Can you update the records below by swapping "colorful banner" for "striped banner" wherever it appears, changing nothing else and leaving out the pictures?

RECORD EXCERPTS:
Start
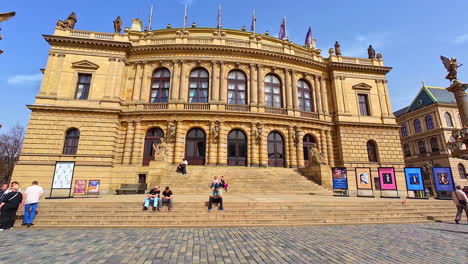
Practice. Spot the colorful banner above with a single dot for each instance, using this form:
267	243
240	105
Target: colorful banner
80	187
340	178
93	186
363	178
387	179
414	180
443	179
End
ANSWER TO THIS EXERCISE:
Practice. Spot the striped banner above with a single dot for each instance, using this form:
267	243
240	105
Target: striped banner
80	187
340	178
93	186
363	178
387	179
414	180
443	179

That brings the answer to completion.